▸ Extrait du texte:
* * * * * * *

Ce succès interroge ici et maintenant le crime de masse, sadique, jouisseur, commis par le Hamas et des habitants de Gaza, le 7 octobre 2023 contre des Juifs israéliens vivant dans des kibboutz proches de Gaza et des jeunes participants à un festival de musique techno. Mille deux cents personnes assassinées et trois cent autres kidnappées. Peut-on imaginer un roman construit autour de ce Chabbat noir ?
Rarement un texte ne m’avait autant plongé dans une perplexité, autant que de dégoût, que la lecture du livre de Littell. Près de mille pages pour ausculter le psychisme d’un nazi tueur de Juifs, pour penser dans sa mécanique psychique, à travers ses neurones et ceux de ses compagnes et compagnons tueurs. J’ai eu de la difficulté à m’y accrocher, mais surtout ce qui m’a le plus perturbé fut le succès de ce livre indigeste. Sa recherche de style, sa construction narrative ? Tout ça pour ça ? Qu’est-ce que le livre de Littell a apporté à la compréhension du moment présent ? Les tueurs du Hamas seraient-ils aussi les acteurs jouisseurs pervers d’un roman proche-oriental ? Y aurait-il une esthétique possible dans les égorgements ou les éventrations commis aux cris de “Allah Akbar” ?

* * * * * * *

▸ Série d'exercices:
1/ D'après l'extrait du texte, combien de personnes ont été assassinées le 7 octobre 2023 ?
2/ Selon l'extrait du texte, dans quel but le livre de Littell déploie-t-il près de mille pages ? Répondez en une à trois phrases.
3/ Recopiez le passage de l'extrait du texte qui va de « Ce succès interroge » à « Chabbat noir ? ».

* * * * * * *

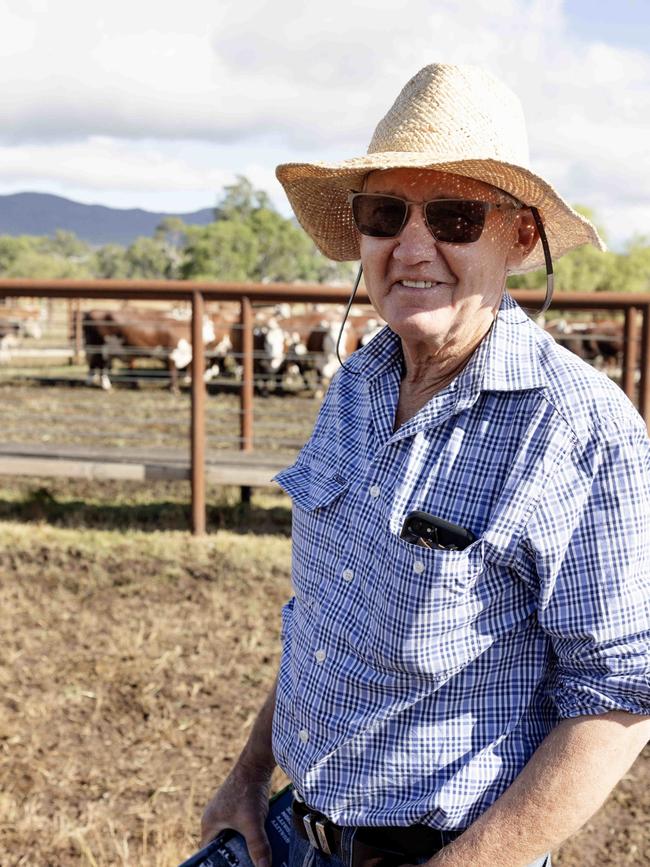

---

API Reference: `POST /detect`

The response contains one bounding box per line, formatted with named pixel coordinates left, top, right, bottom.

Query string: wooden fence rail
left=0, top=279, right=650, bottom=535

* * * * * * *

▸ Réponses par tâche:
1/ Mille deux cents personnes.

2/ Le livre de Littell consacre près de mille pages à ausculter le psychisme d'un nazi tueur de Juifs. Il cherche à penser sa mécanique psychique de l'intérieur, à travers ses neurones et ceux de ses compagnes et compagnons tueurs.

3/
Ce succès interroge ici et maintenant le crime de masse, sadique, jouisseur, commis par le Hamas et des habitants de Gaza, le 7 octobre 2023 contre des Juifs israéliens vivant dans des kibboutz proches de Gaza et des jeunes participants à un festival de musique techno. Mille deux cents personnes assassinées et trois cent autres kidnappées. Peut-on imaginer un roman construit autour de ce Chabbat noir ?